#### [Text shown]
►
# Transform the data to work with Snorkel: Part 2 - Event Role

Here we will do most of the work creating a labeling model that assigns labels to argument roles in event mentions.
We need to create a row for each pair of trigger and entity mention.

For this we need to create 2 additional columns:
- trigger_id
- argument_id

Everything else we can pull from the other columns using Snorkel preprocessor functions.

In [None]:
import sys
sys.path.append("../")
import warnings
from wsee.utils import utils
from wsee.data import pipeline

warnings.filterwarnings(action='once')

DATA_DIR = '/Users/phuc/data/snorkel-daystreamv6-end_loc_fix'  # replace path to corpus

### SD4M Relation/ Event Arguments

| Number | Code       | Description                                                                 |
|--------|------------|-----------------------------------------------------------------------------|
| -1     | ABSTAIN    | No vote, for Labeling Functions                                             |
| 0      | location   | Required argument for all events denoting the location.                     |
| 1      | delay      | Optional argument denoting the delay associated with the event.             |
| 2      | direction  | Optional argument denoting the direction associated with the event.         |
| 3      | start_loc  | Optional argument denoting the starting location associated with the event. |
| 4      | end_loc    | Optional argument denoting the ending location associated with the event.   |
| 5      | start_date | Optional argument denoting the start date associated with the event.        |
| 6      | end_date   | Optional argument denoting the end date associated with the event.          |
| 7      | cause      | Optional argument (trigger) denoting the cause associated with the event.   |
| 8      | jam_length | Optional argument denoting the jam length of a traffic jam event.           |
| 9      | route      | Optional argument denoting the route affected by a canceled stop event.     |
| 10     | no_arg     | No argument relation with the specified trigger.                            |

In [None]:
loaded_data = pipeline.load_data(DATA_DIR)
sd_train = loaded_data['train']
sd_dev = loaded_data['dev']
sd_test = loaded_data['test']

daystream = loaded_data['daystream']

In [None]:
sd_train.head()

## Step 1: Create one row for each trigger-entity pair (event role)
◄
#### [Entries provided]
►
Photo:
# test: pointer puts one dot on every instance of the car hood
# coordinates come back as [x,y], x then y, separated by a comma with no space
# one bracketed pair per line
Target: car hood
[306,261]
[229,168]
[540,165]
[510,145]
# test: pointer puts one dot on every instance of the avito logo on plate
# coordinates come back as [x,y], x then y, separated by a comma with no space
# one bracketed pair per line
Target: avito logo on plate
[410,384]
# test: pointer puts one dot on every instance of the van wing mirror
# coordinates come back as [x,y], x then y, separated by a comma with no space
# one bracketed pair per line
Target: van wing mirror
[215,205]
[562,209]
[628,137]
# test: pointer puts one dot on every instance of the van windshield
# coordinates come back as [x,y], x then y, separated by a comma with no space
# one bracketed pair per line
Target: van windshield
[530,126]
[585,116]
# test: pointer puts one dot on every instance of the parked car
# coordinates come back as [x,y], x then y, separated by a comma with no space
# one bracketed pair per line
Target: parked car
◄
#### [Aim]
Say whether each statement agrees with the Snorkel event role text, answering yes or no and quoting the words of the text that decide it. (a) The location argument is optional. (b) One row is needed for each pair of trigger and entity mention. (c) The code no_arg means there is no argument relation with the specified trigger. The data has no connection to the Snorkel event role text.

#### [Reply]
(a) No: "Required argument for all events denoting the location."
(b) Yes: "We need to create a row for each pair of trigger and entity mention."
(c) Yes: "No argument relation with the specified trigger."